Of PAX and the Greater Internet

This weekend I spent three days at PAX East. PAX stands for the Penny Arcade Expo. PAX is a convention / exhibition of games and gamers. It’s also something of a movable-feast nerd mecca. This year, like last year, it was at the Boston Convention and Exhibition Center (BCEC) – the biggest venue in town short of the football arena. If the rumors are true, they sold out the entire space for Friday and Saturday, and had some tickets at the door on Sunday. I heard numbers like “20,000 attendees.” I have no idea whether that’s at all accurate or if it’s inclusive of the exhibitors and staff. In any event, it’s large. I started seeing PAX badges on the trolly that I take into town. I decided to walk from South Station to the site because of the mass of gamers waiting for the shuttle bus.

PAX briefly deforms the mass transit user profile of Boston. Is that big? I think it’s big.

Games and gamers have gained much broader acceptance in the past decade or so. Computer games in particular used to be the realm of pasty faced basement dwellers. Now, the gaming console is a staple of the main feasting halls where the cool kids dine and dance. Musical / social beat matching games like Rock Band and Dance Dance Revolution have added athletic and group participatory aspects to games. Phone based social games like Lexulous and Draw Something mean that adults can and do play parlor games with their parents and siblings before bed – maintaining a social connection sorely lacking since the Great Error of single-family housing in subdivisions of the 50s.

PAX brings all of those people together in a massive convention hall.

I don’t want to sound like too much of a shill here, but I’ll go for it anyway: I see in PAX a microcosm of a different and better sort of society. The core of it is that PAX people (at PAX – I have no idea how they act at work or in their daily lives) are, by and large, accepting of each other in a way that I do not usually see in broader society. Everyone knows at some level that when you show up at a gamer convention, there will be gamers there. Most of us pasty faced basement dwellers figured out early in life: Everybody is weird. Everybody, without exception, has a freak flag that is flown on occasion. Each of us requires special handling from time to time. Most of us have read Stranger in a Strange Land and felt its uncanny truth. Hell, there are entire subgenres of scam built around the universal feeling of being just a bit different – just a bit outside.

Data supplied =>
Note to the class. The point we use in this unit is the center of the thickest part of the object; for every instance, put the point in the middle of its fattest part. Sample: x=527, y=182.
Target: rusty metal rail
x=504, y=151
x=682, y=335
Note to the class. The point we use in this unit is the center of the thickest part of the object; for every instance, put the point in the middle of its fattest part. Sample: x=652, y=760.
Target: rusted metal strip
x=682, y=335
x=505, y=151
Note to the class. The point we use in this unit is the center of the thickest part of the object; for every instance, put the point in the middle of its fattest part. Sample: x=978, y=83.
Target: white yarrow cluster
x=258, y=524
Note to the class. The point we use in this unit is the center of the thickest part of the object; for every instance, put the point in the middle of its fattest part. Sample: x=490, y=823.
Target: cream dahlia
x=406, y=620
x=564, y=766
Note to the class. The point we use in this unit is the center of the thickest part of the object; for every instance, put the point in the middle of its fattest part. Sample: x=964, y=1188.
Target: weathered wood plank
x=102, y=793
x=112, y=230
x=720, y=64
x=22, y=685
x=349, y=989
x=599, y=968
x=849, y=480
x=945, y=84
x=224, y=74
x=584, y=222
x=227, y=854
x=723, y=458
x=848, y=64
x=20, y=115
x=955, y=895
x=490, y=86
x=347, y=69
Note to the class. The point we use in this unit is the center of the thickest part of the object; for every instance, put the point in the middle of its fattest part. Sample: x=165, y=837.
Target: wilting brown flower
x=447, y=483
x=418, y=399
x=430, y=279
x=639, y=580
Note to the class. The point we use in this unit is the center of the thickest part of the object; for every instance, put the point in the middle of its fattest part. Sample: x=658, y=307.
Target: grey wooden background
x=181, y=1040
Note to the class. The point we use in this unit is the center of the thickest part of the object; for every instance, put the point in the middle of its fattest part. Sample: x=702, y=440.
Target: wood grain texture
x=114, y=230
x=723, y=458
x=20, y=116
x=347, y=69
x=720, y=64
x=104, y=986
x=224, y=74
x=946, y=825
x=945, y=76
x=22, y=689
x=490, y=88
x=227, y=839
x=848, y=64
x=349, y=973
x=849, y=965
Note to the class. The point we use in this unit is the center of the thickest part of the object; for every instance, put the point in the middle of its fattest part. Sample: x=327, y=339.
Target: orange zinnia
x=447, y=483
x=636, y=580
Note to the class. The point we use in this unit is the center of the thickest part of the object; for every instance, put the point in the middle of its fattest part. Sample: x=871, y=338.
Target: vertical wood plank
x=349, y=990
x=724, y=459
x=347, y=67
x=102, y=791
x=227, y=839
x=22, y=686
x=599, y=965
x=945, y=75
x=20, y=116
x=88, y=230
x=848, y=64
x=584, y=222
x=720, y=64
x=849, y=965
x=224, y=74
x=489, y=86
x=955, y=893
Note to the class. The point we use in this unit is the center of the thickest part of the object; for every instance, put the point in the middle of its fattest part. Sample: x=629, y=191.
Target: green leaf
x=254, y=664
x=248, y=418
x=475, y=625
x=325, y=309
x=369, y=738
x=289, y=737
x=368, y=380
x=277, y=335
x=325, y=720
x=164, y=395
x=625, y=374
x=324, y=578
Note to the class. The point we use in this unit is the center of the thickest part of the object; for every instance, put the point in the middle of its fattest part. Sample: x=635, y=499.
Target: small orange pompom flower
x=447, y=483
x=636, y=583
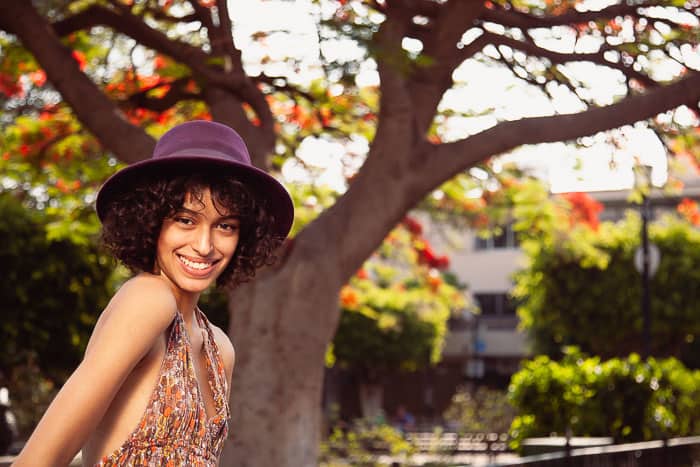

Exercise tasks =>
1) From the PAX post, transcribe everything from "This weekend I" down to "the shuttle bus.".
2) According to the PAX post, which venue hosted PAX East this year?
The records aren't needed for any of this.

Outputs for the tasks =>
1)
This weekend I spent three days at PAX East. PAX stands for the Penny Arcade Expo. PAX is a convention / exhibition of games and gamers. It’s also something of a movable-feast nerd mecca. This year, like last year, it was at the Boston Convention and Exhibition Center (BCEC) – the biggest venue in town short of the football arena. If the rumors are true, they sold out the entire space for Friday and Saturday, and had some tickets at the door on Sunday. I heard numbers like “20,000 attendees.” I have no idea whether that’s at all accurate or if it’s inclusive of the exhibitors and staff. In any event, it’s large. I started seeing PAX badges on the trolly that I take into town. I decided to walk from South Station to the site because of the mass of gamers waiting for the shuttle bus.

2) The Boston Convention and Exhibition Center (BCEC).